* [Data for processing]:
[Start of Attachment]

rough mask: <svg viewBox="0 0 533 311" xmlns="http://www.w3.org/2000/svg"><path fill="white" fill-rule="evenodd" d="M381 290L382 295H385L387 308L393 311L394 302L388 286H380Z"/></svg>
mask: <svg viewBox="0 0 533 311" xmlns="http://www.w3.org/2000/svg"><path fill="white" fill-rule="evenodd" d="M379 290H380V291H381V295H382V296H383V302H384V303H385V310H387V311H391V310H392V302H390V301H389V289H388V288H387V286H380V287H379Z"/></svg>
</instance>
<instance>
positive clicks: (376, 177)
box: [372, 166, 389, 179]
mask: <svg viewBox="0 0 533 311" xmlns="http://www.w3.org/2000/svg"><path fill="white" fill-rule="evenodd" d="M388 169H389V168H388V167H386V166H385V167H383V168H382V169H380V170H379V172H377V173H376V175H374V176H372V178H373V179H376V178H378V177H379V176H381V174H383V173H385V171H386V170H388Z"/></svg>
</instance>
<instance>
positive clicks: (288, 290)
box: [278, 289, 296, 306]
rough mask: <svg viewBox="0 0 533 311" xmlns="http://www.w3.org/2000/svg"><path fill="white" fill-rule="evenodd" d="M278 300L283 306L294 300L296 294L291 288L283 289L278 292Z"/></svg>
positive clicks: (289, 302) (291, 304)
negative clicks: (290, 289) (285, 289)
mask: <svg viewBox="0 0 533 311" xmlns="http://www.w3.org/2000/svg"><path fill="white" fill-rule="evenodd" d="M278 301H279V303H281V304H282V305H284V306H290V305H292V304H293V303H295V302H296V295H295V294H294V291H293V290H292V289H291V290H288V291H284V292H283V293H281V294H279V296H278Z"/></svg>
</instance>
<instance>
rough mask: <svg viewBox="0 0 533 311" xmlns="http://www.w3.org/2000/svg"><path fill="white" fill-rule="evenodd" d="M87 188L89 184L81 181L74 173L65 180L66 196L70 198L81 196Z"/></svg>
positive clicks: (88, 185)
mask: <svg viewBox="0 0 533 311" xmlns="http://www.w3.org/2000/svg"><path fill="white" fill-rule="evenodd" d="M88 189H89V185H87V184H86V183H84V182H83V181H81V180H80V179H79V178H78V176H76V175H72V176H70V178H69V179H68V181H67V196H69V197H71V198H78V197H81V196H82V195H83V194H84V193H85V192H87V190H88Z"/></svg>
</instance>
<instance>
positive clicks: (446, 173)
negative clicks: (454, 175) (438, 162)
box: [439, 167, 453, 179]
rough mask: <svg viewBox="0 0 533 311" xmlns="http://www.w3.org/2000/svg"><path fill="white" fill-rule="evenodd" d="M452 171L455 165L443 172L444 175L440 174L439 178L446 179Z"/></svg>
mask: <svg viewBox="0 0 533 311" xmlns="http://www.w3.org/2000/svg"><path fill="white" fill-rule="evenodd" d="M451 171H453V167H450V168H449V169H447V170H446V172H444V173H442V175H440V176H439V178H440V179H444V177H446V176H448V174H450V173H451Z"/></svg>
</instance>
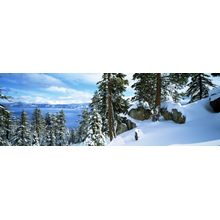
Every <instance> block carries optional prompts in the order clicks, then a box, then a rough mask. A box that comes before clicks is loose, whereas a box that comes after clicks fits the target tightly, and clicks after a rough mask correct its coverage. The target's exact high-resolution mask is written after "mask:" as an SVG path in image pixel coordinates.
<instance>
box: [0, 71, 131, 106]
mask: <svg viewBox="0 0 220 220" xmlns="http://www.w3.org/2000/svg"><path fill="white" fill-rule="evenodd" d="M101 76H102V74H101V73H93V74H91V73H84V74H77V73H74V74H71V73H65V74H64V73H63V74H61V73H59V74H58V73H4V74H3V73H2V74H0V88H2V89H3V91H4V94H7V95H10V96H12V97H13V101H15V102H17V101H21V102H27V103H49V104H70V103H86V102H90V100H91V97H92V95H93V93H94V91H95V90H96V88H97V86H96V83H97V82H98V81H99V80H100V79H101ZM128 79H129V81H130V80H131V75H130V74H128ZM131 95H132V90H131V88H130V87H129V89H128V91H127V92H126V96H131Z"/></svg>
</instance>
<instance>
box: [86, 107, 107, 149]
mask: <svg viewBox="0 0 220 220" xmlns="http://www.w3.org/2000/svg"><path fill="white" fill-rule="evenodd" d="M85 144H86V145H88V146H104V145H105V137H104V135H103V133H102V119H101V116H100V114H99V113H98V112H97V111H96V109H94V110H93V112H92V115H91V117H90V120H89V128H88V135H87V137H86V140H85Z"/></svg>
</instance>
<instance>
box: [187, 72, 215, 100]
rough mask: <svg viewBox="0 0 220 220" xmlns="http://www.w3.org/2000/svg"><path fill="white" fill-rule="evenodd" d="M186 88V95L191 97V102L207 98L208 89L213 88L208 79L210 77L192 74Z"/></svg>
mask: <svg viewBox="0 0 220 220" xmlns="http://www.w3.org/2000/svg"><path fill="white" fill-rule="evenodd" d="M188 86H189V89H188V90H187V92H186V95H188V96H189V97H191V102H194V101H198V100H201V99H203V98H206V97H208V92H209V89H210V88H211V87H215V85H214V84H213V83H212V80H211V79H210V75H208V74H205V73H193V74H192V77H191V82H190V83H189V84H188Z"/></svg>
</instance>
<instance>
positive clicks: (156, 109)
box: [154, 73, 161, 121]
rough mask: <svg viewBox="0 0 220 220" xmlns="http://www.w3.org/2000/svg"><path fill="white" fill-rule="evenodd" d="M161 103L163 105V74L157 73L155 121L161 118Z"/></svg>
mask: <svg viewBox="0 0 220 220" xmlns="http://www.w3.org/2000/svg"><path fill="white" fill-rule="evenodd" d="M160 103H161V73H157V90H156V101H155V118H154V121H158V120H159V117H160Z"/></svg>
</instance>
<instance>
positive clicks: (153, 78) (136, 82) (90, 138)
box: [0, 73, 220, 146]
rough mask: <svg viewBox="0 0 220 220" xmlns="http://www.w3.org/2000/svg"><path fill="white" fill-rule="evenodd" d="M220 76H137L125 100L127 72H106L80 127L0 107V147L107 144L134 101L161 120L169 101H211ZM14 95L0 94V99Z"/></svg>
mask: <svg viewBox="0 0 220 220" xmlns="http://www.w3.org/2000/svg"><path fill="white" fill-rule="evenodd" d="M211 76H213V77H217V76H220V74H219V73H212V74H205V73H134V74H133V83H132V85H130V86H131V87H132V88H133V90H134V95H133V97H132V98H131V99H127V98H125V92H126V89H127V87H128V86H129V82H128V79H127V78H126V75H125V74H123V73H103V75H102V79H101V80H100V81H99V82H97V90H96V91H95V93H94V96H93V98H92V100H91V103H90V105H89V107H88V108H87V109H85V110H84V111H83V112H82V116H81V121H80V123H79V126H78V128H77V129H68V128H67V127H66V119H65V113H64V111H63V110H61V111H60V112H59V113H57V114H50V113H47V114H46V115H45V116H43V115H42V113H41V110H40V109H38V108H36V109H35V110H34V112H33V115H27V113H26V112H24V111H23V112H22V113H21V115H20V117H19V118H15V117H13V115H12V114H11V113H10V111H9V110H8V109H7V108H6V107H5V106H4V104H0V128H1V129H0V145H1V146H5V145H6V146H7V145H14V146H67V145H73V144H79V143H84V144H85V145H88V146H103V145H105V143H107V142H108V141H112V140H113V139H114V138H115V137H116V136H117V132H116V130H117V127H118V125H119V124H120V123H121V122H122V121H123V116H124V115H126V114H127V113H128V109H129V107H130V105H131V103H132V102H134V101H135V102H139V104H140V105H142V104H144V103H147V104H148V106H149V108H150V110H151V111H152V112H153V116H152V120H153V121H158V120H160V108H161V103H162V102H164V101H167V100H170V101H173V102H176V103H177V102H179V100H180V99H182V98H183V97H188V98H189V102H195V101H197V100H200V99H203V98H206V97H208V93H209V90H210V89H211V88H213V87H215V85H214V83H213V82H212V77H211ZM8 99H10V97H8V96H5V95H3V94H2V91H1V90H0V101H1V100H2V101H3V100H4V101H6V100H8Z"/></svg>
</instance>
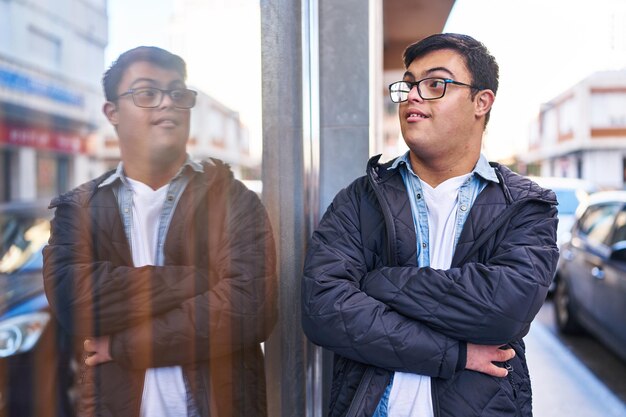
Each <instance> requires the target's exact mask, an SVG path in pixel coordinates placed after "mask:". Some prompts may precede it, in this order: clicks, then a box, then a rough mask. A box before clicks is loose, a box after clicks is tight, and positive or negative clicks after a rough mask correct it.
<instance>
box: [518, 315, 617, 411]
mask: <svg viewBox="0 0 626 417" xmlns="http://www.w3.org/2000/svg"><path fill="white" fill-rule="evenodd" d="M524 340H525V342H526V357H527V360H528V367H529V370H530V377H531V381H532V387H533V414H534V416H535V417H564V416H567V417H626V404H624V403H623V402H622V401H621V400H620V399H619V398H617V397H616V396H615V395H613V393H611V391H609V390H608V389H607V388H606V387H605V386H604V384H602V382H600V381H599V380H598V379H597V378H596V377H595V376H594V375H593V374H592V373H591V372H590V371H589V370H588V369H587V368H586V367H585V365H583V364H582V363H581V362H580V361H579V360H578V359H577V358H576V357H575V356H574V355H573V354H572V353H571V352H570V351H569V350H567V349H566V348H565V347H564V346H563V345H562V344H561V343H560V342H559V341H558V340H557V339H556V338H555V337H554V335H552V334H551V333H550V332H549V331H548V330H547V329H546V327H545V326H544V325H543V324H541V323H538V322H537V321H535V322H533V324H532V327H531V330H530V332H529V333H528V335H527V336H526V337H525V338H524Z"/></svg>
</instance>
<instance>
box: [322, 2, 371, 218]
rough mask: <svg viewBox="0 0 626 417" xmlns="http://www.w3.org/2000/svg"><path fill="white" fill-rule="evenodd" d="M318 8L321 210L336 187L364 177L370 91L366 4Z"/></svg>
mask: <svg viewBox="0 0 626 417" xmlns="http://www.w3.org/2000/svg"><path fill="white" fill-rule="evenodd" d="M319 5H320V12H319V14H320V17H319V23H320V28H319V45H320V46H319V51H320V55H319V56H320V58H319V59H320V133H321V135H320V209H321V210H322V211H324V210H326V207H327V206H328V204H329V203H330V202H331V201H332V198H333V197H334V195H335V194H336V193H337V192H338V191H339V190H340V189H342V188H344V187H345V186H347V185H348V184H349V183H350V182H352V181H353V180H354V179H356V178H357V177H359V176H362V175H363V174H364V173H365V164H366V162H367V159H368V156H369V140H370V94H374V92H373V91H370V58H371V57H370V49H371V48H370V32H369V31H370V23H369V14H368V8H369V6H370V5H369V2H368V1H363V0H342V1H333V0H320V1H319ZM372 29H373V28H372ZM381 71H382V69H381Z"/></svg>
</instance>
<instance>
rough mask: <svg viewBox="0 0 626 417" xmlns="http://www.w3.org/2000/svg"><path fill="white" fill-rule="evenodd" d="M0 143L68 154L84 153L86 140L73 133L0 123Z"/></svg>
mask: <svg viewBox="0 0 626 417" xmlns="http://www.w3.org/2000/svg"><path fill="white" fill-rule="evenodd" d="M0 143H5V144H8V145H14V146H26V147H29V148H37V149H45V150H51V151H57V152H64V153H70V154H78V153H86V152H87V146H86V139H85V138H83V137H81V136H80V135H79V134H77V133H75V132H62V131H57V130H49V129H44V128H40V127H31V126H18V125H8V124H1V123H0Z"/></svg>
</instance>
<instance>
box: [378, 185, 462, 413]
mask: <svg viewBox="0 0 626 417" xmlns="http://www.w3.org/2000/svg"><path fill="white" fill-rule="evenodd" d="M469 175H471V174H466V175H462V176H460V177H454V178H450V179H448V180H446V181H444V182H442V183H441V184H439V185H438V186H437V187H436V188H432V187H431V186H430V185H428V184H426V183H425V182H423V181H422V191H423V194H424V202H425V203H426V207H427V210H428V242H429V255H430V267H431V268H436V269H448V268H450V264H451V263H452V255H453V254H454V237H455V236H456V219H457V216H456V215H457V210H458V205H459V199H458V196H459V189H460V188H461V185H463V183H464V182H465V180H466V179H467V177H468V176H469ZM389 417H434V411H433V401H432V395H431V381H430V377H428V376H425V375H418V374H410V373H404V372H396V373H395V374H394V377H393V384H392V386H391V392H390V393H389Z"/></svg>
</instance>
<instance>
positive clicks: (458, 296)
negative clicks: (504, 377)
mask: <svg viewBox="0 0 626 417" xmlns="http://www.w3.org/2000/svg"><path fill="white" fill-rule="evenodd" d="M390 165H391V162H390V163H387V164H385V165H380V164H379V163H378V157H375V158H373V159H372V160H370V163H369V164H368V169H367V176H365V177H362V178H359V179H357V180H356V181H355V182H354V183H352V184H351V185H350V186H349V187H348V188H346V189H344V190H342V191H341V192H340V193H339V194H338V195H337V196H336V198H335V199H334V201H333V203H332V204H331V206H330V207H329V208H328V211H327V212H326V214H325V215H324V217H323V218H322V220H321V222H320V225H319V227H318V230H317V231H316V232H315V233H314V235H313V238H312V242H311V245H310V247H309V250H308V253H307V258H306V262H305V270H304V281H303V286H302V296H303V319H302V320H303V327H304V331H305V333H306V335H307V336H308V337H309V338H310V339H311V341H313V342H314V343H316V344H318V345H321V346H324V347H325V348H328V349H330V350H332V351H333V352H334V353H335V364H334V365H335V366H334V376H333V383H332V389H331V401H330V413H329V415H330V416H333V417H335V416H337V417H339V416H342V417H343V416H348V417H353V416H363V417H366V416H371V415H372V414H373V412H374V410H375V409H376V406H377V404H378V402H379V401H380V398H381V397H382V394H383V392H384V389H385V387H386V386H387V384H388V383H389V380H390V376H391V372H390V371H402V372H411V373H417V374H421V375H427V376H430V377H432V378H433V380H432V388H433V389H432V396H433V405H434V410H435V416H436V417H470V416H471V417H478V416H480V417H491V416H493V417H496V416H497V417H503V416H519V417H529V416H531V415H532V408H531V390H530V379H529V375H528V368H527V366H526V359H525V352H524V343H523V341H522V337H523V336H524V335H525V334H526V333H527V332H528V330H529V328H530V323H531V321H532V320H533V318H534V316H535V314H536V313H537V312H538V311H539V308H540V307H541V305H542V303H543V301H544V298H545V296H546V293H547V289H548V285H549V284H550V281H551V279H552V276H553V271H554V269H555V267H556V262H557V257H558V251H557V247H556V243H555V239H556V225H557V220H556V207H555V206H556V199H555V196H554V194H553V193H552V192H551V191H547V190H543V189H541V188H540V187H538V186H537V185H536V184H534V183H533V182H531V181H530V180H528V179H526V178H524V177H521V176H519V175H517V174H515V173H513V172H511V171H510V170H509V169H507V168H506V167H503V166H500V165H494V167H495V169H496V173H497V175H498V178H499V180H500V184H496V183H489V185H488V186H487V187H486V188H485V189H484V190H483V191H482V192H481V194H480V195H479V196H478V198H477V199H476V201H475V203H474V205H473V207H472V208H471V211H470V213H469V216H468V218H467V220H466V223H465V225H464V228H463V231H462V233H461V236H460V238H459V242H458V244H457V247H456V250H455V253H454V257H453V260H452V266H451V268H450V269H448V270H436V269H432V268H428V267H427V268H419V267H417V265H416V247H415V242H416V236H415V230H414V226H413V218H412V214H411V207H410V203H409V200H408V197H407V194H406V188H405V186H404V182H403V180H402V176H401V175H400V172H399V170H398V169H395V170H389V169H388V168H389V167H390ZM467 342H472V343H477V344H493V345H499V344H506V345H509V346H510V347H512V348H513V349H515V351H516V353H517V354H516V356H515V358H514V359H513V360H511V361H510V362H509V363H507V364H502V366H506V367H507V368H509V369H511V372H509V376H508V377H506V378H495V377H491V376H488V375H486V374H481V373H478V372H473V371H467V370H464V367H465V363H466V343H467Z"/></svg>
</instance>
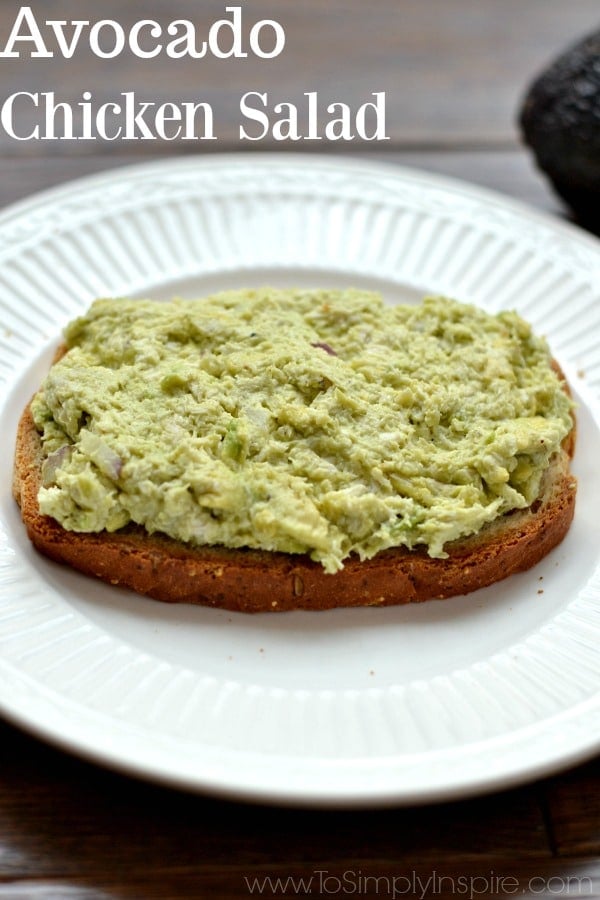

[End of Attachment]

* [Action item]: An exact copy of the lines above, from the one containing "Each <instance> requires" through the one containing "box: [322, 2, 371, 218]", is the whole of the answer.

* [Task answer]:
Each <instance> requires the target's exact mask, an SVG path in pixel coordinates placed after "mask:". Some prompts may precede it, in this order: clicks, then a box, then a rough mask. A box before clicks is loose, a box after clicks is tight, and positive or negative clicks after a rough mask correct it.
<instance>
box: [518, 315, 617, 411]
mask: <svg viewBox="0 0 626 417" xmlns="http://www.w3.org/2000/svg"><path fill="white" fill-rule="evenodd" d="M524 340H525V342H526V357H527V360H528V367H529V370H530V377H531V381H532V387H533V414H534V416H535V417H564V416H567V417H626V404H624V403H623V402H622V401H621V400H620V399H619V398H617V397H616V396H615V395H613V393H611V391H609V390H608V389H607V388H606V387H605V386H604V384H602V382H600V381H599V380H598V379H597V378H596V377H595V376H594V375H593V374H592V373H591V372H590V371H589V370H588V369H587V368H586V367H585V365H583V364H582V363H581V362H580V361H579V360H578V359H577V358H576V357H575V356H574V355H573V354H572V353H571V352H570V351H569V350H567V349H566V348H565V347H564V346H563V345H562V344H561V343H560V342H559V341H558V340H557V339H556V338H555V337H554V335H552V334H551V333H550V332H549V331H548V330H547V329H546V327H545V326H544V325H543V324H541V323H538V322H537V321H535V322H533V324H532V327H531V330H530V332H529V333H528V335H527V336H526V337H525V338H524Z"/></svg>
</instance>
<instance>
box: [322, 2, 371, 218]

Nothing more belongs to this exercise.